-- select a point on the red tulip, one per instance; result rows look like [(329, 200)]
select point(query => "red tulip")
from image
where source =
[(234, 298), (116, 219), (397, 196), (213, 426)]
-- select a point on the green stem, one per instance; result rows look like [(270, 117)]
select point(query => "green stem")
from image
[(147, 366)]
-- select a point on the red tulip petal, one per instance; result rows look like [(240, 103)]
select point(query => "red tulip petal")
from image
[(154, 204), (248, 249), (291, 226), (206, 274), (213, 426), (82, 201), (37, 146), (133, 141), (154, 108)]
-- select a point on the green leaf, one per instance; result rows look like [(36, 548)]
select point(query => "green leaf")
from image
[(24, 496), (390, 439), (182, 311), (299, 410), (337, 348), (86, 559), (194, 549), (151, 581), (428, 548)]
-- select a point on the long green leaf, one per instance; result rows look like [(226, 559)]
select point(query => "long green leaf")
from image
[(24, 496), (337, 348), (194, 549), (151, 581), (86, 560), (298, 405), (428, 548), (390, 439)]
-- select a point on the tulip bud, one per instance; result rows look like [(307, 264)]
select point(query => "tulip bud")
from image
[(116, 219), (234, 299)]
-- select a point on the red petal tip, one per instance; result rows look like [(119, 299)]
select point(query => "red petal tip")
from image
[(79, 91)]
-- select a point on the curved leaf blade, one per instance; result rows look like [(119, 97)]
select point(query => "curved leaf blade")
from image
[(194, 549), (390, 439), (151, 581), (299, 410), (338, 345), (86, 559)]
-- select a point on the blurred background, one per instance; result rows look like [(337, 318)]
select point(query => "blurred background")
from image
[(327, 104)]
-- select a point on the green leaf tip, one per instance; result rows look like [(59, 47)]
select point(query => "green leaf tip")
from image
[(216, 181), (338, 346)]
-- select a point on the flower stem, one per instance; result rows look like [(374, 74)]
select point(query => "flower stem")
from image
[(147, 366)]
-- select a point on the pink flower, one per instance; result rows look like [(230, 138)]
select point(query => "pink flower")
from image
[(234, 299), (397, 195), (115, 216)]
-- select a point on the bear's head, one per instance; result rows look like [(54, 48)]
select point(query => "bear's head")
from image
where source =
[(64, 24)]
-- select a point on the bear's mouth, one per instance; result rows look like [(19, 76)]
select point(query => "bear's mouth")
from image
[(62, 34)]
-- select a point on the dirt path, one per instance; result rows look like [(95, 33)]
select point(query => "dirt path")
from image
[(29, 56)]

**Problem to work on:** Print all of the records above again, character for character, with nothing added or left out.

**Finished task:**
-- select a point on the red tulip, one per instance; result rows look like [(329, 200)]
select point(query => "red tulip")
from image
where source =
[(234, 298), (116, 219), (397, 196), (213, 426)]
-- select a point on the green stem, one per instance; result rows look like [(270, 117)]
select point(query => "green stem")
from image
[(147, 366)]
-- select a point on the red tulip petal, one per instance; result rows look like [(240, 103)]
select point(query => "red tulip petal")
from image
[(154, 204), (248, 249), (291, 226), (206, 274), (213, 426), (82, 201), (37, 146), (133, 141), (154, 108)]
-- select a point on the green leaf, one per instance; result rows look like [(36, 548)]
select point(query => "green leaf")
from image
[(24, 496), (390, 439), (182, 311), (299, 410), (337, 348), (86, 559), (194, 549), (151, 581), (428, 548)]
-- select a point on the long green leaf, one per instance; result rows look like [(226, 559)]
select point(query => "long green leaf")
from image
[(24, 496), (337, 348), (194, 549), (151, 581), (86, 560), (298, 405), (428, 548), (390, 439)]
-- select a point on the tulip bud, one per instance; result rows look like [(307, 264)]
select point(query => "tulip bud")
from image
[(116, 219), (234, 299)]
-- select a point on the red petal tip, one per instance; result rows look like [(119, 299)]
select point(query => "red petal tip")
from image
[(79, 91)]
-- select a point on the curved leaf blade, one per instance; result rows look like [(119, 97)]
select point(query => "curved leaf blade")
from image
[(194, 549), (390, 439), (151, 581), (299, 410), (338, 345), (86, 559)]
-- select a point on the blurred background, one per instance; result rows look like [(337, 318)]
select point(query => "blurred background")
from image
[(327, 104)]
-- select a point on the green leaf tip, one per instance; result rows look like [(59, 47)]
select point(query => "green leaf tip")
from image
[(216, 181), (338, 346)]
-- select a point on the flower stem, one per instance; result rows look like [(374, 74)]
select point(query => "flower stem")
from image
[(147, 366)]
-- select a point on the pink flower, one per instance; result rows look like [(230, 138)]
select point(query => "pink flower")
from image
[(234, 299), (397, 195), (115, 216)]
-- select a point on the bear's head, one per instance; result rows look like [(54, 48)]
select point(query => "bear's head")
from image
where source =
[(64, 24)]
-- select a point on the bear's mouth, one per instance; result rows look like [(19, 76)]
select point(query => "bear's mouth")
from image
[(62, 34)]
-- select a point on the dirt path, one per instance; result rows look like [(95, 33)]
select point(query => "dirt path")
from image
[(29, 56)]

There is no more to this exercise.